------ Records for the task

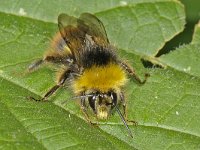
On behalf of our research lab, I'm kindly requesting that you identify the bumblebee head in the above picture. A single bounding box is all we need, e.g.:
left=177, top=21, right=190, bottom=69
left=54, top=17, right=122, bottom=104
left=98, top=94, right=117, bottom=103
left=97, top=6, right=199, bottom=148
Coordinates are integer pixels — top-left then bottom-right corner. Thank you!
left=88, top=91, right=117, bottom=119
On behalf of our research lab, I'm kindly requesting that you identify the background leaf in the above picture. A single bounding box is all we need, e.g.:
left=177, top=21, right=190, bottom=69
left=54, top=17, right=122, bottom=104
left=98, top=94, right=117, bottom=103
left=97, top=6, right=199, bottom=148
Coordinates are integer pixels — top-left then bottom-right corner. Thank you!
left=0, top=0, right=200, bottom=149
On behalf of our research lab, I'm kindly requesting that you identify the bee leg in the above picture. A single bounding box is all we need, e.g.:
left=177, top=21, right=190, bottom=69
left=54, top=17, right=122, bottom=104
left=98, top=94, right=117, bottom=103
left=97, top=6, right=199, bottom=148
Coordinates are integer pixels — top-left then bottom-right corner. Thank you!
left=120, top=62, right=150, bottom=84
left=120, top=92, right=138, bottom=126
left=28, top=59, right=44, bottom=71
left=81, top=95, right=97, bottom=125
left=29, top=69, right=72, bottom=101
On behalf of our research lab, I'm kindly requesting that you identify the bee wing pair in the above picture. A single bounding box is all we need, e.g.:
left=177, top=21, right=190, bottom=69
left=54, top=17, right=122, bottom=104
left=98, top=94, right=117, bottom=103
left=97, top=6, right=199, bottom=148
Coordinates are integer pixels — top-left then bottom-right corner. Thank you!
left=58, top=13, right=109, bottom=63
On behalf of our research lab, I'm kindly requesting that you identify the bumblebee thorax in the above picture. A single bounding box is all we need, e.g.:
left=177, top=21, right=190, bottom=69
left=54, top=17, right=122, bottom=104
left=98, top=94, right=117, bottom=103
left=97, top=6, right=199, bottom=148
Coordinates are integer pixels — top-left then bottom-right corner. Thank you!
left=72, top=63, right=127, bottom=93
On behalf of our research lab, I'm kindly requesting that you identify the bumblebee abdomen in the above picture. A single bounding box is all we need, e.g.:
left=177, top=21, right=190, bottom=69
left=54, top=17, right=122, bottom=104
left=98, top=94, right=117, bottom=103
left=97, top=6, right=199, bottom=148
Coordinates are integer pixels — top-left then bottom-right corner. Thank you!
left=81, top=45, right=117, bottom=68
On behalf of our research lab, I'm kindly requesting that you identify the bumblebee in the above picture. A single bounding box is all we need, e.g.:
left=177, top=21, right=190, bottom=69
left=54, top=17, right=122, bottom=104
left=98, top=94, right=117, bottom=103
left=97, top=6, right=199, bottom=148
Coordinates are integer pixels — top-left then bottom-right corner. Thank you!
left=28, top=13, right=148, bottom=137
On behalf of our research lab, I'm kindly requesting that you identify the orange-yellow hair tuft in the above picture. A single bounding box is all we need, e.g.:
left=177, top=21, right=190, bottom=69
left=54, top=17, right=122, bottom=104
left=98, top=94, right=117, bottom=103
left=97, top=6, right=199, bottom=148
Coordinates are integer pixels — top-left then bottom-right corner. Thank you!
left=72, top=63, right=127, bottom=94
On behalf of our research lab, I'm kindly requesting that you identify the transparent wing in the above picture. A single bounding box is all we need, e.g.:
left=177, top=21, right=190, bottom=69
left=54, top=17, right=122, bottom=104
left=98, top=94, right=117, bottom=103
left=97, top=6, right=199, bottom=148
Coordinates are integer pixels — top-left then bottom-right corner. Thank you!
left=80, top=13, right=109, bottom=44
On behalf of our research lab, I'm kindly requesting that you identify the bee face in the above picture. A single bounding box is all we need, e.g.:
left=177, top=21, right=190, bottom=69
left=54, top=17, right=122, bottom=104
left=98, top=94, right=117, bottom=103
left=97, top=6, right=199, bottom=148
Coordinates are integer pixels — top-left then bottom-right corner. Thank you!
left=88, top=91, right=117, bottom=119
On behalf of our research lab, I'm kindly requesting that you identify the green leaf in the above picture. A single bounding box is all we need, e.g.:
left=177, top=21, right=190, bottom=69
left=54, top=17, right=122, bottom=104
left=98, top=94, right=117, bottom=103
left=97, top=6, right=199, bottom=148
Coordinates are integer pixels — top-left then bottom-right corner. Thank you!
left=0, top=0, right=200, bottom=150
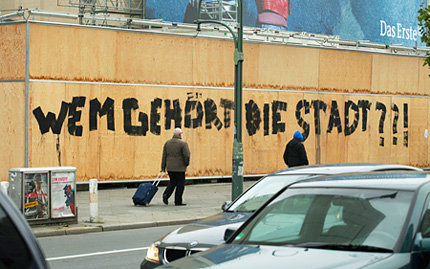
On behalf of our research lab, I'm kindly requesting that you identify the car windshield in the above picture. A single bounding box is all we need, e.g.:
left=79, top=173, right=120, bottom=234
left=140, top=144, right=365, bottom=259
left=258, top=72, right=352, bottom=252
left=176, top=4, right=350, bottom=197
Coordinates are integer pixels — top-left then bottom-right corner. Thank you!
left=227, top=174, right=318, bottom=212
left=232, top=185, right=413, bottom=251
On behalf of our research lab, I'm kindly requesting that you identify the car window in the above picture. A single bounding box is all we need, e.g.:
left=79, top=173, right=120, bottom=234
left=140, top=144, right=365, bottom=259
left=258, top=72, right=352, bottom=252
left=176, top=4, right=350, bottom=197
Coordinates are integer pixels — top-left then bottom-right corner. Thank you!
left=228, top=174, right=317, bottom=212
left=421, top=197, right=430, bottom=238
left=233, top=188, right=413, bottom=249
left=0, top=202, right=33, bottom=268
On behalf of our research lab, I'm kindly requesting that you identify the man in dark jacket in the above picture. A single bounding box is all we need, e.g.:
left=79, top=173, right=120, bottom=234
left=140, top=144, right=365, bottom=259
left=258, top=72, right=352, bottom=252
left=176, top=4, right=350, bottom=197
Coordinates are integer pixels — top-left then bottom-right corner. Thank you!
left=284, top=131, right=309, bottom=167
left=161, top=128, right=190, bottom=206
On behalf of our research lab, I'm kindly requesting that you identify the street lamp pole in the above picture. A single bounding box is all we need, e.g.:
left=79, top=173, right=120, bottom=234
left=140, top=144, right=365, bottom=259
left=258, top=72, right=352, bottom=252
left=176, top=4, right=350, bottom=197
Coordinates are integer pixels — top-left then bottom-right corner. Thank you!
left=196, top=0, right=244, bottom=200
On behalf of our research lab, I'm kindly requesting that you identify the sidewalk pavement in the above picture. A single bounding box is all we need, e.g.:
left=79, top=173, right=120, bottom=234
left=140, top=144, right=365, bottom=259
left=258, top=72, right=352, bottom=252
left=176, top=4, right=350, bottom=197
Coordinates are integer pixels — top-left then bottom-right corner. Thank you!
left=32, top=181, right=255, bottom=237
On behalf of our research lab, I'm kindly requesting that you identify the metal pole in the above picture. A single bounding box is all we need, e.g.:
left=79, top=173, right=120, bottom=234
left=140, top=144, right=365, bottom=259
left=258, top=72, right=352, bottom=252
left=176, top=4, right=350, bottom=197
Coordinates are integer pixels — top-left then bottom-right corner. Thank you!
left=195, top=0, right=244, bottom=200
left=24, top=19, right=30, bottom=167
left=231, top=0, right=244, bottom=200
left=89, top=178, right=99, bottom=222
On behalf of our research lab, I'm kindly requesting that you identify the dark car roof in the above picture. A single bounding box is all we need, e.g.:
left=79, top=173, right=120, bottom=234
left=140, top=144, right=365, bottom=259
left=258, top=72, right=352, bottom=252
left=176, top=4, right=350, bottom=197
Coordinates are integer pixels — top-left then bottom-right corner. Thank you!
left=270, top=163, right=423, bottom=176
left=290, top=171, right=430, bottom=191
left=0, top=191, right=49, bottom=269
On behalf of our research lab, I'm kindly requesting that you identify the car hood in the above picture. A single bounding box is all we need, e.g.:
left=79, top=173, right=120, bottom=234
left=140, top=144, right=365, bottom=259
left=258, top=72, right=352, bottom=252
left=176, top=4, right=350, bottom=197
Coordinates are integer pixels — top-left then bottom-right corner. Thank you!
left=162, top=244, right=393, bottom=269
left=157, top=212, right=252, bottom=249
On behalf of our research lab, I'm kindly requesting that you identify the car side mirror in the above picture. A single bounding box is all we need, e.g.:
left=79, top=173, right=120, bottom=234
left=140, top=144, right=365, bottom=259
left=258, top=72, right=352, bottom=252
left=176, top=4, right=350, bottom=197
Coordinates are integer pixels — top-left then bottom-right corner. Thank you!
left=221, top=201, right=232, bottom=211
left=224, top=228, right=236, bottom=241
left=414, top=233, right=430, bottom=254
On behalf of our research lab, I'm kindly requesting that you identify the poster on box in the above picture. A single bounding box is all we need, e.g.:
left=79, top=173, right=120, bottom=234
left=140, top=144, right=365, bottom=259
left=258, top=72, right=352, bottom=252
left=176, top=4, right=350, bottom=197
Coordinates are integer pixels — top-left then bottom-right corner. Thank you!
left=24, top=172, right=49, bottom=219
left=51, top=172, right=76, bottom=218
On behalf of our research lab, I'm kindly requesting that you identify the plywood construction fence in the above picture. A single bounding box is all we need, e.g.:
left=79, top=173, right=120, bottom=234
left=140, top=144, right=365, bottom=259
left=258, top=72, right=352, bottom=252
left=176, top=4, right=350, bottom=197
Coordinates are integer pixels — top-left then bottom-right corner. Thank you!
left=0, top=22, right=430, bottom=181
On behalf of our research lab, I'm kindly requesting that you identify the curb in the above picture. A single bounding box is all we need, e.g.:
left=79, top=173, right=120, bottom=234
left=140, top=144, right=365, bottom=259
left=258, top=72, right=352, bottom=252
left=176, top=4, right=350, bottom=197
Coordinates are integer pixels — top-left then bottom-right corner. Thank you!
left=32, top=218, right=200, bottom=238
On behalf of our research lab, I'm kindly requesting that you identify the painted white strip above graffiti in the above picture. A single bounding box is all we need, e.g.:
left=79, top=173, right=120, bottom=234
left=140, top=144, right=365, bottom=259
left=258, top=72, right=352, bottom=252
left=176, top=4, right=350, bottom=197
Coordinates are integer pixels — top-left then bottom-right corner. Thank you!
left=29, top=79, right=430, bottom=98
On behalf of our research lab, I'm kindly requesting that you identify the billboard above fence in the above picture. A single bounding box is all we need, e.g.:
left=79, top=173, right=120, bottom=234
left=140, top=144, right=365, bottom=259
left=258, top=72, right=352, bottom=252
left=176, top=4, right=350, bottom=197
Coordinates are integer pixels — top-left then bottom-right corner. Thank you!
left=145, top=0, right=425, bottom=46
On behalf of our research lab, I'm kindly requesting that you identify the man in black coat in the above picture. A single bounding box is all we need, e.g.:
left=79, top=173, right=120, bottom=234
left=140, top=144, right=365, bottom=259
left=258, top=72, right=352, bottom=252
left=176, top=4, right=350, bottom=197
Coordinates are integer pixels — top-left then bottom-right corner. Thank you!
left=284, top=131, right=309, bottom=167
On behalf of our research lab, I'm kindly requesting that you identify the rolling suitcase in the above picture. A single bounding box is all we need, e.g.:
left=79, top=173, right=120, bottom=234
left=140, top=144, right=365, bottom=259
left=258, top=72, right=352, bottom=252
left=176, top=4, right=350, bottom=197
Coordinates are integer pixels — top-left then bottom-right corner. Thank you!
left=132, top=172, right=164, bottom=206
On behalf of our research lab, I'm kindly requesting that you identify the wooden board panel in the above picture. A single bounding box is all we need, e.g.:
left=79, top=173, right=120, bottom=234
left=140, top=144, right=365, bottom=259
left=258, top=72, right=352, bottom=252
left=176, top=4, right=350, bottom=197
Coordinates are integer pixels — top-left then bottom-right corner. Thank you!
left=319, top=50, right=372, bottom=92
left=372, top=54, right=419, bottom=95
left=194, top=38, right=234, bottom=87
left=60, top=84, right=102, bottom=179
left=322, top=95, right=345, bottom=163
left=0, top=23, right=26, bottom=80
left=367, top=96, right=392, bottom=163
left=414, top=58, right=430, bottom=95
left=30, top=24, right=197, bottom=84
left=408, top=98, right=430, bottom=167
left=0, top=83, right=25, bottom=181
left=342, top=95, right=371, bottom=163
left=387, top=97, right=410, bottom=164
left=28, top=82, right=68, bottom=167
left=252, top=44, right=319, bottom=90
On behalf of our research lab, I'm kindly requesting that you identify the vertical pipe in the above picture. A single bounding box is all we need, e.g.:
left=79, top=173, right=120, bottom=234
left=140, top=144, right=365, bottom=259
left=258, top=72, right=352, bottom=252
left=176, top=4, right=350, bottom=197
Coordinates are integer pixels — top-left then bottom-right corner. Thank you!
left=24, top=20, right=30, bottom=167
left=90, top=178, right=99, bottom=222
left=0, top=181, right=9, bottom=195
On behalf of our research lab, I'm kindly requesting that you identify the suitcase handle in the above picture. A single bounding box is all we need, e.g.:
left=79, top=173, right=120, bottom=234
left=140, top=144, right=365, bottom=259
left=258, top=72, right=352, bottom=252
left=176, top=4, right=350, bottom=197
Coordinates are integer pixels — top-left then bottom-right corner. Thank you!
left=152, top=171, right=165, bottom=186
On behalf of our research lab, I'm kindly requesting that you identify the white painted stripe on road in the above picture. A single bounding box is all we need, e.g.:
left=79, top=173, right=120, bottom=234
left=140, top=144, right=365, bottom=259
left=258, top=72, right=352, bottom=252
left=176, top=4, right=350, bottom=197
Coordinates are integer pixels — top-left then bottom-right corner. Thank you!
left=46, top=247, right=148, bottom=262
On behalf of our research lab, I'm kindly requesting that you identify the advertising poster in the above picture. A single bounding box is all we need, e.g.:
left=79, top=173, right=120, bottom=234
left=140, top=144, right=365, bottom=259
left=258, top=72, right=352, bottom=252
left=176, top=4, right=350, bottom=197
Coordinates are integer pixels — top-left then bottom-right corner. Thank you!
left=24, top=173, right=49, bottom=219
left=145, top=0, right=425, bottom=46
left=51, top=172, right=76, bottom=218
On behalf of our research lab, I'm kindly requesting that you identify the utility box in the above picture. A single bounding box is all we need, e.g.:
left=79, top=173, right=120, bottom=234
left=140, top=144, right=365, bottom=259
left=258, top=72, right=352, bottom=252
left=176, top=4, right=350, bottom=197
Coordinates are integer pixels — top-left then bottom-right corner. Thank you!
left=8, top=167, right=78, bottom=224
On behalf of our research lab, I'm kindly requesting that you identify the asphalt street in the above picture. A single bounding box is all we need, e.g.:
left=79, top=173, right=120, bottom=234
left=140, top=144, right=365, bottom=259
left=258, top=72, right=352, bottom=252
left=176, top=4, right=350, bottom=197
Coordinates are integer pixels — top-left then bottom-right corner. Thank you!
left=38, top=226, right=178, bottom=269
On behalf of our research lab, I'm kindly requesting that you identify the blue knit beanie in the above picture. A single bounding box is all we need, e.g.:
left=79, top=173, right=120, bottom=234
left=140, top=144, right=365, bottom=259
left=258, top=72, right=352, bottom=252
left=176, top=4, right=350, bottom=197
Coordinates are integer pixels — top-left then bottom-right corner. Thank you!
left=294, top=131, right=303, bottom=141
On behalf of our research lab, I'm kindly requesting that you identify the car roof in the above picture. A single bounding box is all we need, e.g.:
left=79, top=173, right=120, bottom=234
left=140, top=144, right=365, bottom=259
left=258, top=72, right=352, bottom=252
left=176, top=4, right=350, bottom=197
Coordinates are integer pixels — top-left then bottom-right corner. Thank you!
left=0, top=188, right=49, bottom=269
left=290, top=171, right=430, bottom=191
left=270, top=163, right=423, bottom=176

------------

Task to complete
Convert the lines from the one containing "identify the utility" through the end of the records into a Markdown table with columns Row and Line, numbering each line and omitting blank lines.

Result for this task
| Row | Line |
|---|---|
| 1 | On behalf of our research lab, I'm kindly requesting that you identify the utility box in the above picture. A single bounding box is all we need, e.g.: |
| 2 | left=79, top=173, right=120, bottom=234 |
| 3 | left=140, top=144, right=365, bottom=259 |
| 4 | left=258, top=72, right=352, bottom=252 |
| 5 | left=176, top=4, right=350, bottom=197 |
| 6 | Coordinates are integer pixels — top-left then bottom-right corner. Thank you! |
| 7 | left=8, top=167, right=78, bottom=224 |
| 8 | On behalf of our research lab, I'm kindly requesting that you identify the asphalt street in the above picture. A single bounding box is all we need, e.g.: |
| 9 | left=79, top=173, right=120, bottom=234 |
| 10 | left=140, top=144, right=365, bottom=259 |
| 11 | left=258, top=72, right=352, bottom=252 |
| 12 | left=176, top=4, right=350, bottom=197 |
| 13 | Coordinates are integer pixels — top-left then bottom-right corner. Thank you! |
| 14 | left=38, top=226, right=178, bottom=269 |
| 15 | On behalf of our research lab, I'm kindly requesting that you identify the blue knit beanie in the above picture. A single bounding box is all we need, e.g.: |
| 16 | left=79, top=173, right=120, bottom=234 |
| 17 | left=140, top=144, right=365, bottom=259 |
| 18 | left=258, top=72, right=352, bottom=252 |
| 19 | left=176, top=4, right=350, bottom=197 |
| 20 | Coordinates are integer pixels — top-left then bottom-right corner. Thank you! |
| 21 | left=294, top=131, right=303, bottom=141 |
| 22 | On behalf of our research lab, I'm kindly requesting that you identify the car roof in the above picture. A single bounding box is all we need, e.g.: |
| 23 | left=79, top=173, right=120, bottom=234 |
| 24 | left=140, top=144, right=365, bottom=259 |
| 25 | left=258, top=72, right=352, bottom=252 |
| 26 | left=176, top=4, right=350, bottom=197 |
| 27 | Coordinates are integer pixels — top-left then bottom-right corner. Thank you! |
| 28 | left=0, top=188, right=49, bottom=269 |
| 29 | left=290, top=171, right=430, bottom=191 |
| 30 | left=270, top=163, right=423, bottom=176 |